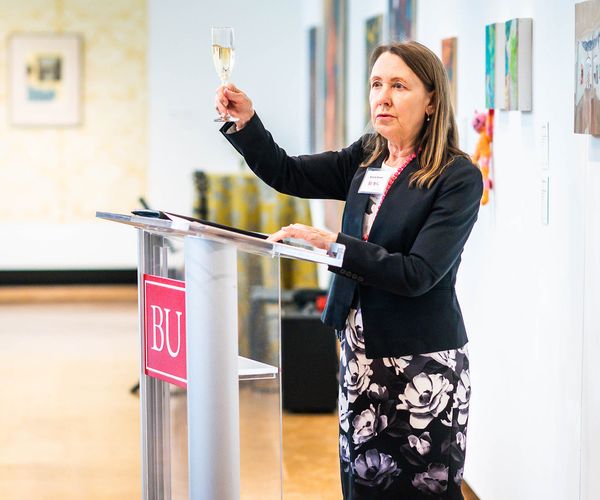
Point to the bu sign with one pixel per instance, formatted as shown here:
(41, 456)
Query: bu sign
(164, 329)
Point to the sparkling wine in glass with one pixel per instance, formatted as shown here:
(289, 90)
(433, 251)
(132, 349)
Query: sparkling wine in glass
(223, 58)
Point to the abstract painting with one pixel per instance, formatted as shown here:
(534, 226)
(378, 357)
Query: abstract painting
(401, 20)
(374, 27)
(449, 62)
(335, 73)
(494, 66)
(312, 89)
(587, 61)
(517, 64)
(45, 79)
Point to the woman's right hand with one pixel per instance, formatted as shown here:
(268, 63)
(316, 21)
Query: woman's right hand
(230, 99)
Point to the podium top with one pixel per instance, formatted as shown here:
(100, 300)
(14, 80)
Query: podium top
(180, 227)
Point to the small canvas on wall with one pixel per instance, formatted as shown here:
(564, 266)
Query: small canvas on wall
(335, 74)
(374, 27)
(449, 62)
(494, 66)
(45, 80)
(401, 20)
(312, 86)
(517, 63)
(587, 71)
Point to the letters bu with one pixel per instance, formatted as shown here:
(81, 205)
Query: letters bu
(164, 330)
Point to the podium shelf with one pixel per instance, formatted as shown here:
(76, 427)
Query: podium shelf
(179, 227)
(249, 369)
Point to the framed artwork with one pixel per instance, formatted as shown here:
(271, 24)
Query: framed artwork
(374, 28)
(449, 62)
(401, 20)
(335, 74)
(45, 79)
(517, 63)
(587, 68)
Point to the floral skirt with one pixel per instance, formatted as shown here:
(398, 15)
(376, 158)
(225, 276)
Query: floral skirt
(403, 421)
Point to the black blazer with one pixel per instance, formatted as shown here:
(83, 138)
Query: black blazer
(404, 276)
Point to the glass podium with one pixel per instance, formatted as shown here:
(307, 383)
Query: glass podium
(218, 435)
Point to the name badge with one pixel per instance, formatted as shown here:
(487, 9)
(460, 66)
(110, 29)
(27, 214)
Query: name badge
(375, 181)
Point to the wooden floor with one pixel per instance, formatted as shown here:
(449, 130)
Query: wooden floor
(69, 427)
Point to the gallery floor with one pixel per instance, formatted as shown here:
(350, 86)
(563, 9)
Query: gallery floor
(69, 427)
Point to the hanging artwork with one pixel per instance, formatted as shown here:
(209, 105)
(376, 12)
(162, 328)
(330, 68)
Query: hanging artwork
(517, 64)
(483, 123)
(335, 73)
(494, 66)
(587, 61)
(312, 89)
(45, 80)
(449, 62)
(401, 20)
(374, 27)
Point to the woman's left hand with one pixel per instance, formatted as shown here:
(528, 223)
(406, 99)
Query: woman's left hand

....

Exercise goal: Only the lines above starting at the one containing "Point to the hanging" and ending at the one containing "Point to the woman's left", both included, are to be returned, exactly as they read.

Answer section:
Point to the hanging artwork with one pixel per instance, formatted as shown here:
(209, 105)
(376, 12)
(162, 328)
(330, 68)
Query: hanging artwork
(517, 64)
(483, 123)
(335, 73)
(494, 66)
(587, 61)
(312, 89)
(45, 80)
(449, 62)
(401, 20)
(374, 27)
Point to the woman's left hand with one pixel per instance, formatted as shown here:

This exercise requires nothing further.